(Items from a data source)
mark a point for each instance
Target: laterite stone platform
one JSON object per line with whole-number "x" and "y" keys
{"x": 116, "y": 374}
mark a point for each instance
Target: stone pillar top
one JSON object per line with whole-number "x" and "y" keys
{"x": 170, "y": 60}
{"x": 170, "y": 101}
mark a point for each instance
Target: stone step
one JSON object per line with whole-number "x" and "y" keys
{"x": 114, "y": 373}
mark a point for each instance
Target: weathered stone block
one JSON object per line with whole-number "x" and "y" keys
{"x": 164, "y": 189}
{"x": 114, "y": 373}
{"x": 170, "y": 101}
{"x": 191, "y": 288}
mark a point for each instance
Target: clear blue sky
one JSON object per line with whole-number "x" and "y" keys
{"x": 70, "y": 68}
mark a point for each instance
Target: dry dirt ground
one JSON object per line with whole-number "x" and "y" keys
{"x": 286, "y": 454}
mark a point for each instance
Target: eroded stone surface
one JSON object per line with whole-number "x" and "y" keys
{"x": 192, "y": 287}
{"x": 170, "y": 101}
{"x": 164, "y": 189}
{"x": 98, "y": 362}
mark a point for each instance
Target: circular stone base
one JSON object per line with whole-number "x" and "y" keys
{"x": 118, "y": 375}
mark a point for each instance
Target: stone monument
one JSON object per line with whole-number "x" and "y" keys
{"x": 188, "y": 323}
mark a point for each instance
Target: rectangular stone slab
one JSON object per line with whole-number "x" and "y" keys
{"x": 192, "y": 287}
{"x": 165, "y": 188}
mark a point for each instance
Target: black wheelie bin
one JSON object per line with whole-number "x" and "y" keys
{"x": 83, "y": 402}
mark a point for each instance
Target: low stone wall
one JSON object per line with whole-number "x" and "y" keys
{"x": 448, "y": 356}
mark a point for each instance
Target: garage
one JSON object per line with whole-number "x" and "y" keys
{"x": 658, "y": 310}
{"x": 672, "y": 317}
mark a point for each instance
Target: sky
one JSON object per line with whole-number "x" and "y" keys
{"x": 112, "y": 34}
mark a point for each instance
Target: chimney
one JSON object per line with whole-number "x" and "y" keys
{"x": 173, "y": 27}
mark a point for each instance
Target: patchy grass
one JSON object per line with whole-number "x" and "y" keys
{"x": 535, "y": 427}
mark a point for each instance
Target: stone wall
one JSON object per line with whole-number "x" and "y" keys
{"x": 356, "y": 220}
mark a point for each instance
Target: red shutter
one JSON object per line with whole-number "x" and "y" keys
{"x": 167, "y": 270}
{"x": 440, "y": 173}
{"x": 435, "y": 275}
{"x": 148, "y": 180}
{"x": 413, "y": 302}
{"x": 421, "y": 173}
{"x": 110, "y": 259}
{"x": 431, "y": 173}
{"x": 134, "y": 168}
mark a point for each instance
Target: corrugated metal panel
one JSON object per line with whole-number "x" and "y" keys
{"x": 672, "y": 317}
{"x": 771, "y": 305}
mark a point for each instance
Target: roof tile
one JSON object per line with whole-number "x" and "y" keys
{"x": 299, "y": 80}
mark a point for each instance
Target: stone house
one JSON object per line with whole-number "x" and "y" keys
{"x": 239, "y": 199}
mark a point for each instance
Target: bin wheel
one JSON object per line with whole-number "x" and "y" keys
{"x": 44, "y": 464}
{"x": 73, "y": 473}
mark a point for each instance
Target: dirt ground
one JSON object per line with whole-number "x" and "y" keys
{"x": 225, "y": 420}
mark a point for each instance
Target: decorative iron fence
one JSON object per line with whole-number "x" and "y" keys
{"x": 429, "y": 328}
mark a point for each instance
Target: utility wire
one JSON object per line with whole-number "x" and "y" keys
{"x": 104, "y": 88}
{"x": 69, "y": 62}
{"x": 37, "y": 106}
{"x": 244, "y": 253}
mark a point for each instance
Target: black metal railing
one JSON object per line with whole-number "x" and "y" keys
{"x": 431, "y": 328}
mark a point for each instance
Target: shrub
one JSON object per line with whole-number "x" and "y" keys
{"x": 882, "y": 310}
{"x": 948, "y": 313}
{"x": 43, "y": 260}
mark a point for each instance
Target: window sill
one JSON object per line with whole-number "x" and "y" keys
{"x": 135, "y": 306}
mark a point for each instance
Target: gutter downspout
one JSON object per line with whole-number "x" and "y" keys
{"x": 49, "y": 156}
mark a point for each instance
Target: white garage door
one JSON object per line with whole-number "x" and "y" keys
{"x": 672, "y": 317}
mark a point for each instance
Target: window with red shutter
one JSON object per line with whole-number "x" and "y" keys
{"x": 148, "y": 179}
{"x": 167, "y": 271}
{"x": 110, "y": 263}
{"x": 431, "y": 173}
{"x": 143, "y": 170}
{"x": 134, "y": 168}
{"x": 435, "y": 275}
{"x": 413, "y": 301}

[Directive]:
All of the entries need to be reproduced exactly; please write them out.

[Response to this task]:
mark a point for each instance
Target: laterite stone platform
one JSON object per line with whole-number "x" and "y" keys
{"x": 116, "y": 374}
mark a point for each instance
Target: stone pillar top
one JSON object per line with whole-number "x" and "y" keys
{"x": 170, "y": 60}
{"x": 170, "y": 101}
mark a point for each instance
Target: stone step
one JSON object per line with whole-number "x" and "y" keys
{"x": 114, "y": 373}
mark a point for each instance
Target: weathered stone block
one JSON object per line with whole-number "x" and "y" keys
{"x": 164, "y": 189}
{"x": 114, "y": 373}
{"x": 170, "y": 101}
{"x": 191, "y": 288}
mark a point for each instance
Target: clear blue sky
one JSON object per line with whole-number "x" and "y" keys
{"x": 70, "y": 68}
mark a point for each instance
Target: dry dirt ground
one JSON object per line with whole-number "x" and "y" keys
{"x": 286, "y": 454}
mark a point for each instance
Target: eroded stone surface
one JSON object per line with whole-number "x" and "y" keys
{"x": 192, "y": 287}
{"x": 170, "y": 101}
{"x": 164, "y": 189}
{"x": 98, "y": 362}
mark a point for each instance
Target: circular stone base
one JSON object per line with whole-number "x" and "y" keys
{"x": 118, "y": 375}
mark a point for each instance
Target: stone monument
one JSON object per line with whole-number "x" and "y" keys
{"x": 188, "y": 323}
mark a point for each instance
Target: rectangular stone slab
one JSON object per line with whole-number "x" and "y" keys
{"x": 192, "y": 287}
{"x": 165, "y": 188}
mark a point for each instance
Target: black wheelie bin
one JSON object per line with whole-number "x" and "y" keys
{"x": 83, "y": 402}
mark a point for each instance
Target: low stone wall
one JSON object per line with whole-number "x" and "y" keys
{"x": 448, "y": 356}
mark a point for each instance
Target: garage
one JSON object per line with whole-number "x" and "y" keys
{"x": 658, "y": 310}
{"x": 672, "y": 317}
mark a point for each instance
Target: sky
one JSON object per line with whole-number "x" and "y" keys
{"x": 112, "y": 34}
mark a point for each instance
Target: chimney
one JSON object per line with whole-number "x" and "y" keys
{"x": 173, "y": 27}
mark a point for each instance
Target: patchy grass
one JSON object per line with whole-number "x" and "y" keys
{"x": 535, "y": 427}
mark a point for each instance
Target: stone wall
one JSON object per line with whole-number "x" and "y" keys
{"x": 356, "y": 220}
mark a point for each instance
Target: red shutter
one JSON object per line with whole-number "x" and "y" keys
{"x": 167, "y": 270}
{"x": 440, "y": 173}
{"x": 435, "y": 275}
{"x": 148, "y": 180}
{"x": 413, "y": 302}
{"x": 421, "y": 173}
{"x": 110, "y": 259}
{"x": 431, "y": 173}
{"x": 134, "y": 168}
mark a point for each instance
Target: corrugated metal panel
one JSON object per line with whole-number "x" and "y" keys
{"x": 672, "y": 317}
{"x": 771, "y": 305}
mark a point for each instance
Target: roof tile
one JSON object per line with whole-number "x" and "y" keys
{"x": 299, "y": 80}
mark a point for each instance
Target: stone house
one JSON object per line with whole-number "x" and "y" keys
{"x": 239, "y": 199}
mark a point for each instance
Target: bin wheel
one JSON object per line with whole-number "x" and "y" keys
{"x": 44, "y": 464}
{"x": 73, "y": 473}
mark a point for each instance
Target: dirt ground
one JSON object per line with whole-number "x" and "y" keys
{"x": 225, "y": 420}
mark a point for each instance
Target: decorative iron fence
one JSON object per line with whole-number "x" and "y" keys
{"x": 429, "y": 328}
mark a point for each instance
Target: utility wire
one JSON object per line with whole-number "x" and "y" keys
{"x": 104, "y": 88}
{"x": 69, "y": 62}
{"x": 37, "y": 106}
{"x": 244, "y": 253}
mark a point for each instance
Target: black metal railing
one JSON object per line with whole-number "x" and "y" keys
{"x": 431, "y": 328}
mark a point for each instance
Target: shrub
one JSON object per line with whole-number "x" and "y" keys
{"x": 882, "y": 310}
{"x": 948, "y": 313}
{"x": 43, "y": 260}
mark a point for each instance
Target: window sill
one JSON object per line with whole-number "x" and "y" keys
{"x": 135, "y": 306}
mark a point for each instance
Target: gutter downspout
one JSON object per line with whole-number "x" and "y" keys
{"x": 49, "y": 156}
mark a point for each instance
Target: white garage door
one JSON object per line with whole-number "x" and "y" keys
{"x": 672, "y": 317}
mark a point for each instance
Target: window with red shutter
one JSON object per line with whole-number "x" and "y" keys
{"x": 148, "y": 179}
{"x": 167, "y": 271}
{"x": 110, "y": 263}
{"x": 431, "y": 173}
{"x": 143, "y": 170}
{"x": 134, "y": 168}
{"x": 435, "y": 275}
{"x": 413, "y": 301}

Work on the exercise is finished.